Short exercise
Give back only the lines from the one with "TARGET: the mist over hills" through the last line of the data, exactly as they appear.

(Rows from a pointing dataset)
──────────

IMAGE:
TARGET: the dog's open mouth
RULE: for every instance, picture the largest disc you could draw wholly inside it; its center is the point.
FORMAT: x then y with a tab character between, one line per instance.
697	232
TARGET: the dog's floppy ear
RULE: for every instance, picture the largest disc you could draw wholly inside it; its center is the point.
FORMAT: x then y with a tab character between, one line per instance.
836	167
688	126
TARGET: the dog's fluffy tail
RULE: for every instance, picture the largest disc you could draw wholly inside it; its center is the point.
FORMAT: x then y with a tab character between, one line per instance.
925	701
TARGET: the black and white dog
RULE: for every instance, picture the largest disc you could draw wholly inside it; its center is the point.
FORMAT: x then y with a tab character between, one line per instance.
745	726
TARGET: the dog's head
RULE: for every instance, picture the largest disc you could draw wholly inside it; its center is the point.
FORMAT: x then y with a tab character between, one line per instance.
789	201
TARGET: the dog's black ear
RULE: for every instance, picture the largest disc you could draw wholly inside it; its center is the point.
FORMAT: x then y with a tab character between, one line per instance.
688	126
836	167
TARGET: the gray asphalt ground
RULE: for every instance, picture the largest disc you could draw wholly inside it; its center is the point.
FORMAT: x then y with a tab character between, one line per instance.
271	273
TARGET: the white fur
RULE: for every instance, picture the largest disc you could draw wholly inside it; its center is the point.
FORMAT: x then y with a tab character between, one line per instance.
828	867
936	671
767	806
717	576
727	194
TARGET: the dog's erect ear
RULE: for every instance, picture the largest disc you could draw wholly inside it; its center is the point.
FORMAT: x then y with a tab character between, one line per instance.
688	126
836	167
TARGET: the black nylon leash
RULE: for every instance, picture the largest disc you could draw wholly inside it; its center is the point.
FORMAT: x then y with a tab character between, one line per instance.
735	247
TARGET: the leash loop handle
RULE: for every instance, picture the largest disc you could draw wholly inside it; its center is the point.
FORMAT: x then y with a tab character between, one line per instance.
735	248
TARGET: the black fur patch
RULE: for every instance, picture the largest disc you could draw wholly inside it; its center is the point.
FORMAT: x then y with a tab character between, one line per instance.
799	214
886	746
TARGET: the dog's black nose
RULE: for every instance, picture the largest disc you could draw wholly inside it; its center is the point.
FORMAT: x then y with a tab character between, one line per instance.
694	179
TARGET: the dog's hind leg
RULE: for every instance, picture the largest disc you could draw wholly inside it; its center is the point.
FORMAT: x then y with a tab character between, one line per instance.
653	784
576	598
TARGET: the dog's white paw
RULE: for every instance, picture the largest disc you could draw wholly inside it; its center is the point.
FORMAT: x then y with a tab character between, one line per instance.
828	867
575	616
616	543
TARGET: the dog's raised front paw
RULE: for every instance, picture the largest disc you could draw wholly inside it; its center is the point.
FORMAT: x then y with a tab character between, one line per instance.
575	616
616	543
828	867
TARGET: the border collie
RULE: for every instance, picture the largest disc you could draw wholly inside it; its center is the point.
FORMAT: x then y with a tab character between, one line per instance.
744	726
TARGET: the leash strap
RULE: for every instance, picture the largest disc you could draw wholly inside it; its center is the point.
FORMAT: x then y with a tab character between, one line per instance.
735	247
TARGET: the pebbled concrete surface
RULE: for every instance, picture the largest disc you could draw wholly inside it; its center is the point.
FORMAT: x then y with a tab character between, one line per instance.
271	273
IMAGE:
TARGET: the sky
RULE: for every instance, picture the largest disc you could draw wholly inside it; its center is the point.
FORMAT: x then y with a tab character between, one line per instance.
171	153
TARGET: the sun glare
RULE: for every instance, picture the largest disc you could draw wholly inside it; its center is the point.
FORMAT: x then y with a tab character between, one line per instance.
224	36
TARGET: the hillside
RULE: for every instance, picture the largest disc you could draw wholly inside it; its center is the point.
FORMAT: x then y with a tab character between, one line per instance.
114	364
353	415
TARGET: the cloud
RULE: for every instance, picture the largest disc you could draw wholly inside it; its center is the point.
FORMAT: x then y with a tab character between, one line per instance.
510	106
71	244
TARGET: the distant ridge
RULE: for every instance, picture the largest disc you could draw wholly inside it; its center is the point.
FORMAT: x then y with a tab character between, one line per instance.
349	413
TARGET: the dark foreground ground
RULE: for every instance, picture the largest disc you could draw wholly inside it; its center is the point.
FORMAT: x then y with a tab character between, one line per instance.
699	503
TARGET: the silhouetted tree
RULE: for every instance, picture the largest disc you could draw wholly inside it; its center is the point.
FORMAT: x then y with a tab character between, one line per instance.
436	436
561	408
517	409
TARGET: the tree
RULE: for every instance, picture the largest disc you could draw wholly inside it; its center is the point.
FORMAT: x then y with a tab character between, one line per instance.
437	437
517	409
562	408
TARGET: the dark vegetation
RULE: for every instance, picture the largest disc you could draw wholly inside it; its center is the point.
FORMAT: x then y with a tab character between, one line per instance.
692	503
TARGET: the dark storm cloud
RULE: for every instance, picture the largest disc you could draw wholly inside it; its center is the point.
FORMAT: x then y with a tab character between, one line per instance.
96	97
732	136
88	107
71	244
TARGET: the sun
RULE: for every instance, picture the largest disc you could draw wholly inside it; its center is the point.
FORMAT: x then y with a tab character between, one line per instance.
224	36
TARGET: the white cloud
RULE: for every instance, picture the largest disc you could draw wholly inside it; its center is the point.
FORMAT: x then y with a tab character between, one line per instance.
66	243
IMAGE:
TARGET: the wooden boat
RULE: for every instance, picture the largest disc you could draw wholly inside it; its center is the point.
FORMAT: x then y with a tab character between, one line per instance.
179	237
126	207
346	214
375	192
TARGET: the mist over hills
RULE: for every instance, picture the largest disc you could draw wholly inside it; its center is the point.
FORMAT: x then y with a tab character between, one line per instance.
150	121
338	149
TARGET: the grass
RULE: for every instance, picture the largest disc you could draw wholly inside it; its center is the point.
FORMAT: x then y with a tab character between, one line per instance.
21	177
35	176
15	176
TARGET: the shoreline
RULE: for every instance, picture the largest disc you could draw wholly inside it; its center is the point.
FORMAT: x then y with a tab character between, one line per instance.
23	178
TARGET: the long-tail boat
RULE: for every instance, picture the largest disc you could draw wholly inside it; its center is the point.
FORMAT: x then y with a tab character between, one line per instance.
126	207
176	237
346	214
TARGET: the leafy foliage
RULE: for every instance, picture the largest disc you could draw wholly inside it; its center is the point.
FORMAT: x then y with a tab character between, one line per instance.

──────────

Solution to this task
TARGET: the mist over hills
RULE: for every instance, picture the largest disc you could draw wholly inside it; its center is the point.
FORMAT: x then y with a tab character between, one line per instance.
150	121
338	149
TARGET: the grass
RULE: for every instance, picture the largest disc you could draw wholly inside it; its center is the point.
FORMAT: x then y with a tab character between, one line per instance.
21	177
35	176
15	176
TARGET: the shoreline
RULE: for every instance, picture the largest disc you could draw wholly inside it; its center is the point.
FORMAT: x then y with a tab character between, one line per instance.
23	178
TARGET: the long-tail boat
RULE: for every instance, picture the largest disc you could draw wholly inside it; its center is the point.
FORMAT: x then y with a tab character between, one line per instance.
126	207
176	237
346	214
TARGET: the leafy foliage
RULE: for every instance, picture the largest disc you could draw wholly inside it; its center is the point.
FORMAT: x then y with a tab character between, one line per instance.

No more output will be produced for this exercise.